WHAT THE EXERCISE ASKS: Go through the entries below and report how many lines contain the string "nose". Nothing but the number is wanted.

** DATA SHOWN follows **

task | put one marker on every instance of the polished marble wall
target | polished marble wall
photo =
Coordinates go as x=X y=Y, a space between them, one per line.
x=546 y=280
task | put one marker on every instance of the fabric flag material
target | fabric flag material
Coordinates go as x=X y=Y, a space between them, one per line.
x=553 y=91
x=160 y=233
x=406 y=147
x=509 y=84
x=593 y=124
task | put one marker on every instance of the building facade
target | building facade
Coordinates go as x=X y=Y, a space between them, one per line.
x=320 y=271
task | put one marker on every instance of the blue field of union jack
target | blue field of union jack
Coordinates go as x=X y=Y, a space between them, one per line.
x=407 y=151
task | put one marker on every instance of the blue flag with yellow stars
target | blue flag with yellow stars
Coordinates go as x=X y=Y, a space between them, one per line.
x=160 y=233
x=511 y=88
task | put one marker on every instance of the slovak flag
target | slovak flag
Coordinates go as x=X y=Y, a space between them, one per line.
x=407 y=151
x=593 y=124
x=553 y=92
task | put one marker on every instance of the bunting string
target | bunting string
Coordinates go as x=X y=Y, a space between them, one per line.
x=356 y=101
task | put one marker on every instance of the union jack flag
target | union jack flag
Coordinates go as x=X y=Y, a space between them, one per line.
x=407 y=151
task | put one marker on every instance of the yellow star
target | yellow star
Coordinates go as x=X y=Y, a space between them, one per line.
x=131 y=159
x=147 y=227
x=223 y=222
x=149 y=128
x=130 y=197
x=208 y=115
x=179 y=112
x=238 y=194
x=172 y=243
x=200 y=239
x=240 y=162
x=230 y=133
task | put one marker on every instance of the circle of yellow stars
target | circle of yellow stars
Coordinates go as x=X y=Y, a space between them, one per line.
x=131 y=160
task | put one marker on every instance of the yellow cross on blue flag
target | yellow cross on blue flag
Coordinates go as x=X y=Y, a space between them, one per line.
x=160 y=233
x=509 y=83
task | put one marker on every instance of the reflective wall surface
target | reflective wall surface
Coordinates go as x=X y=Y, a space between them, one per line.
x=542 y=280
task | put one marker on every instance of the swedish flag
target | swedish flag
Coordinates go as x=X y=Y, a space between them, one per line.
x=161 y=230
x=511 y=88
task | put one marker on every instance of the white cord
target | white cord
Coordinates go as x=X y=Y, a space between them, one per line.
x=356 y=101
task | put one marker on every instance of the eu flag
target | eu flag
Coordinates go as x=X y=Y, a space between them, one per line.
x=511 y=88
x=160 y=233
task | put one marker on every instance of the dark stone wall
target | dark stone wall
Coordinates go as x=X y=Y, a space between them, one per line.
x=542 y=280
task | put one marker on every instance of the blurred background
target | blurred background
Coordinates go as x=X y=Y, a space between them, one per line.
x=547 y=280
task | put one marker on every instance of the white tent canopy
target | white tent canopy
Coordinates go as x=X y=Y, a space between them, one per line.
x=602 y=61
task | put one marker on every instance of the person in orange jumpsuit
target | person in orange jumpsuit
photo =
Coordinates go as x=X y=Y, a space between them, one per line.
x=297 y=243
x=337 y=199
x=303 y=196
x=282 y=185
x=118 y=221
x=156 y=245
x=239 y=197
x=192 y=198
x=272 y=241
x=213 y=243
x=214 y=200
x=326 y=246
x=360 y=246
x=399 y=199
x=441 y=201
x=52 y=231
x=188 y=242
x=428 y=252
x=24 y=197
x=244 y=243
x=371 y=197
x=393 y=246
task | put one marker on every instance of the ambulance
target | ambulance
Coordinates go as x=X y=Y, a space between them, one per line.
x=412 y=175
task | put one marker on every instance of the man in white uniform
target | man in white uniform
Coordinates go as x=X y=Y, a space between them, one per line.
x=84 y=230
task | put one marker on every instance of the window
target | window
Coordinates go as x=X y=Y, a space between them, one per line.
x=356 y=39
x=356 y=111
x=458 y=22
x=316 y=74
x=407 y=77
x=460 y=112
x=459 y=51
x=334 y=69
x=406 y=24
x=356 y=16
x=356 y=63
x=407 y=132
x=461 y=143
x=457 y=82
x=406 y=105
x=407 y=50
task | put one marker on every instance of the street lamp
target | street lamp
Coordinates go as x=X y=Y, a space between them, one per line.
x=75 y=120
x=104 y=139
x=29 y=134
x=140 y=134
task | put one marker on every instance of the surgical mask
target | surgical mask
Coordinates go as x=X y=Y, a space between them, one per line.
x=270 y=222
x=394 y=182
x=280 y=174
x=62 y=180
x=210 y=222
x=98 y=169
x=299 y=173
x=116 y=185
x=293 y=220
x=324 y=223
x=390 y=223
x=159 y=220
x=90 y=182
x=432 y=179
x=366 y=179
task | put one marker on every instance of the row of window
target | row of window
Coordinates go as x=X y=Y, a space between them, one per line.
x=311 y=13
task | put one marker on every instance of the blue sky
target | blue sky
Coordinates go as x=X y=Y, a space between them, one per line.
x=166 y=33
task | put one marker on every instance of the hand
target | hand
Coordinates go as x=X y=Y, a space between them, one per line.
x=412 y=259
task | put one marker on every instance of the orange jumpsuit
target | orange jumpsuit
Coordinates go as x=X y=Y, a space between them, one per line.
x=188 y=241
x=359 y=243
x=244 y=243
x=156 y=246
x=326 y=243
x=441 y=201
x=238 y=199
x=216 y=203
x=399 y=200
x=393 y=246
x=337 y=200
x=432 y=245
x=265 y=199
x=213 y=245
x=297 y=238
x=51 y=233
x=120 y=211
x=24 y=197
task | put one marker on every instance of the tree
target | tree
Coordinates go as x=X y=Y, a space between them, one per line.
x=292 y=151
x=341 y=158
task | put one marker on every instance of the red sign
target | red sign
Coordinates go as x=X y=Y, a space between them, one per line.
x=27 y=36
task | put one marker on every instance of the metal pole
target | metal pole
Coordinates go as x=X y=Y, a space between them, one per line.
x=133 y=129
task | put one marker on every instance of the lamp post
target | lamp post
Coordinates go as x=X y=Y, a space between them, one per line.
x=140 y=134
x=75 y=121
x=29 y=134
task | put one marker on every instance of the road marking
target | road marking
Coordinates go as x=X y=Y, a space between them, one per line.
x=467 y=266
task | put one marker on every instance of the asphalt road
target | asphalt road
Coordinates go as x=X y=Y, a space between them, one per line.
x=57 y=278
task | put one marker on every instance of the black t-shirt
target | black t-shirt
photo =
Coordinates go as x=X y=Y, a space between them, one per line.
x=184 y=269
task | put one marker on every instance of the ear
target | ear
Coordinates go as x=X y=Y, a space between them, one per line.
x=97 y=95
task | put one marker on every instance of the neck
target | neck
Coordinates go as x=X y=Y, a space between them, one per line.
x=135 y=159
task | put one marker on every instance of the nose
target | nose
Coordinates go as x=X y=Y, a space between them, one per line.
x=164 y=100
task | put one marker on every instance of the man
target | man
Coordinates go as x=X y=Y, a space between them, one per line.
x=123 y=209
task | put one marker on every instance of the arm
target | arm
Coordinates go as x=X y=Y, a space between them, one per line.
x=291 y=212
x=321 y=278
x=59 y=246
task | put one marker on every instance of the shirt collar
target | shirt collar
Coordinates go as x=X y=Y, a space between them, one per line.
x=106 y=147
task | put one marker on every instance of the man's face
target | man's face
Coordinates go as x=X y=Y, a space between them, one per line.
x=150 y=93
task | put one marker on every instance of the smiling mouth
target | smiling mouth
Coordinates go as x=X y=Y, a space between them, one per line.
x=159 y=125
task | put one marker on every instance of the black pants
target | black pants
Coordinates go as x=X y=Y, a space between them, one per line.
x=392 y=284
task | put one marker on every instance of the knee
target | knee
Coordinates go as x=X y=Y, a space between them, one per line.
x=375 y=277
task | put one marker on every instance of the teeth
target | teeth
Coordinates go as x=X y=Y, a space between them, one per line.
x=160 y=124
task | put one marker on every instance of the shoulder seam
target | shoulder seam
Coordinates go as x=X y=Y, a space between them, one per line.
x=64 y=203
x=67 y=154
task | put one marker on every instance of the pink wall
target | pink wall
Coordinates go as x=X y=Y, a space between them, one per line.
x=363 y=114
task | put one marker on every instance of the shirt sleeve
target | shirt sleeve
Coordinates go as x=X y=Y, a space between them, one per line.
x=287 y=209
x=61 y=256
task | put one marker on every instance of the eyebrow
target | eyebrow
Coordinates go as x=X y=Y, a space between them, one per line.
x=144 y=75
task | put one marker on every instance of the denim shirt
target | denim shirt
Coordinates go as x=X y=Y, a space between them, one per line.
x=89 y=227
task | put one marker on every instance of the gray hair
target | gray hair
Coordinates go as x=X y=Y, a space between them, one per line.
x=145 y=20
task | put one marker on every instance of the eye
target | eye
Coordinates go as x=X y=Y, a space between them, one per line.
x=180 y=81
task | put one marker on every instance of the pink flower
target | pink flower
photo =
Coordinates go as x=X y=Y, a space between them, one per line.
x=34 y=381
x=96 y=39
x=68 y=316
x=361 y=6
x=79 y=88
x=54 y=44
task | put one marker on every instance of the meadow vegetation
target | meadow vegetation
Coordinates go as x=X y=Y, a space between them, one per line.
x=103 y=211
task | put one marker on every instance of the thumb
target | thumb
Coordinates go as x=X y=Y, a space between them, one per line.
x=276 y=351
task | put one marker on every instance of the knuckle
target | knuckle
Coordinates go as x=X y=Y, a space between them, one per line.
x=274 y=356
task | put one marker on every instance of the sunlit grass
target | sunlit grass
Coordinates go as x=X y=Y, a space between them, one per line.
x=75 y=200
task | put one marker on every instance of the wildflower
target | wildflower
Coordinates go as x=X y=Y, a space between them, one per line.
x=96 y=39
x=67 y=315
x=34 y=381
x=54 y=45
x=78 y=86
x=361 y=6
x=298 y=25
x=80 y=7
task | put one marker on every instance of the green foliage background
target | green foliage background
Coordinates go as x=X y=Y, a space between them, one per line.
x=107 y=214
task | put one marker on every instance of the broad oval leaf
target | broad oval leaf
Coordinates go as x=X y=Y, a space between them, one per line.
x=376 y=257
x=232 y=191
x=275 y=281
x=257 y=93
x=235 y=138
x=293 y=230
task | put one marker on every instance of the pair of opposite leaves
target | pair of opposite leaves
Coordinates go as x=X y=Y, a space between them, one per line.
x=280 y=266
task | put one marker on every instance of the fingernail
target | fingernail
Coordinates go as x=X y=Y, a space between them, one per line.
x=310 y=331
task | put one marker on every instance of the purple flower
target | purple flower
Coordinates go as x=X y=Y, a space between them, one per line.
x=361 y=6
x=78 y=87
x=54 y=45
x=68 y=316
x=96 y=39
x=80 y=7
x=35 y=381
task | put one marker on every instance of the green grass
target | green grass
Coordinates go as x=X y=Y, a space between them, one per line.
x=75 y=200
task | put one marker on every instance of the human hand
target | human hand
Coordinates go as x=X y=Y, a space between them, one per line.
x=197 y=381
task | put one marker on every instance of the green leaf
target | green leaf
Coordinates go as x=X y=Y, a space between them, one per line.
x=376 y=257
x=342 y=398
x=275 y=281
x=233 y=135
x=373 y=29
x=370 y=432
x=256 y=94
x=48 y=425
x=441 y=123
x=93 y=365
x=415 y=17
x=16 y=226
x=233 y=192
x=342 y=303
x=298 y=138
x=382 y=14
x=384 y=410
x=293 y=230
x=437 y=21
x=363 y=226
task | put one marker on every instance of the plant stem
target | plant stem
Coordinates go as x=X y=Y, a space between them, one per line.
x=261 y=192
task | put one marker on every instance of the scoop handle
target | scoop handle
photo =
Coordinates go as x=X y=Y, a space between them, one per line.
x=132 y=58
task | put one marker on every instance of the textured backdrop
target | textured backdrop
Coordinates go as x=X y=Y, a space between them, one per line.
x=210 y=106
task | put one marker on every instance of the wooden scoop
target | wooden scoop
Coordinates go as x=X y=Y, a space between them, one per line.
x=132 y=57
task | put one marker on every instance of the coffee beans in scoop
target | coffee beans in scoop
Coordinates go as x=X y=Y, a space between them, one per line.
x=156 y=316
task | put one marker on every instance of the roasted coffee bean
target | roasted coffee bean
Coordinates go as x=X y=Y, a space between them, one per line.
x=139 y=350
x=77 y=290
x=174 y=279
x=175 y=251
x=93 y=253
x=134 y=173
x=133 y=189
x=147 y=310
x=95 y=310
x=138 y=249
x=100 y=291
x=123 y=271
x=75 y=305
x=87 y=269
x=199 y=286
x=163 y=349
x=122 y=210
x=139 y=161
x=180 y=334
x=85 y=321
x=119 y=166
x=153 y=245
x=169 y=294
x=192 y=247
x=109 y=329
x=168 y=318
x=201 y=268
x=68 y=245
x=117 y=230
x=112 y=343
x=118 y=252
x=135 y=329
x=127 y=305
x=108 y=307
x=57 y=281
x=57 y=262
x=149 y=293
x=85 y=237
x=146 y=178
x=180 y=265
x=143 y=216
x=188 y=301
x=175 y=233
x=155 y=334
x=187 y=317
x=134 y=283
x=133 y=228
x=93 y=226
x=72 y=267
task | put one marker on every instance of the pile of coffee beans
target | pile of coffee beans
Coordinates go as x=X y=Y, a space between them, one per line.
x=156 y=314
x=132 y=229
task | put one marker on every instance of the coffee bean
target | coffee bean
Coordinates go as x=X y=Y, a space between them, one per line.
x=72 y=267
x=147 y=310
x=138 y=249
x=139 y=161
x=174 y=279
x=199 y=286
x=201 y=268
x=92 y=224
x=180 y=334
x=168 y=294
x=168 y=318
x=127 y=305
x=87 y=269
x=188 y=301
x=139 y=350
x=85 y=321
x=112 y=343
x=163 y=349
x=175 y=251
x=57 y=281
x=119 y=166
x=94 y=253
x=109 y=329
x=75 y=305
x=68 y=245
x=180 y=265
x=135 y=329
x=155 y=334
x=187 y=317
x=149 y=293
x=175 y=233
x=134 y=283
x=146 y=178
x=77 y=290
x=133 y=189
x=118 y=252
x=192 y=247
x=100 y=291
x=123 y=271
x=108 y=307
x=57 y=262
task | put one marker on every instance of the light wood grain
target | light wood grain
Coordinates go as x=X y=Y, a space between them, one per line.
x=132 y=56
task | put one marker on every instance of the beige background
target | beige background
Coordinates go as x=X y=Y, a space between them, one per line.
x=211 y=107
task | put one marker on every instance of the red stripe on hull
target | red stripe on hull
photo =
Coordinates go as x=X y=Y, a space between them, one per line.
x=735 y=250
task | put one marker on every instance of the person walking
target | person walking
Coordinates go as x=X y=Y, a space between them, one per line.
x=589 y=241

** End of DATA SHOWN **

ANSWER SECTION: 2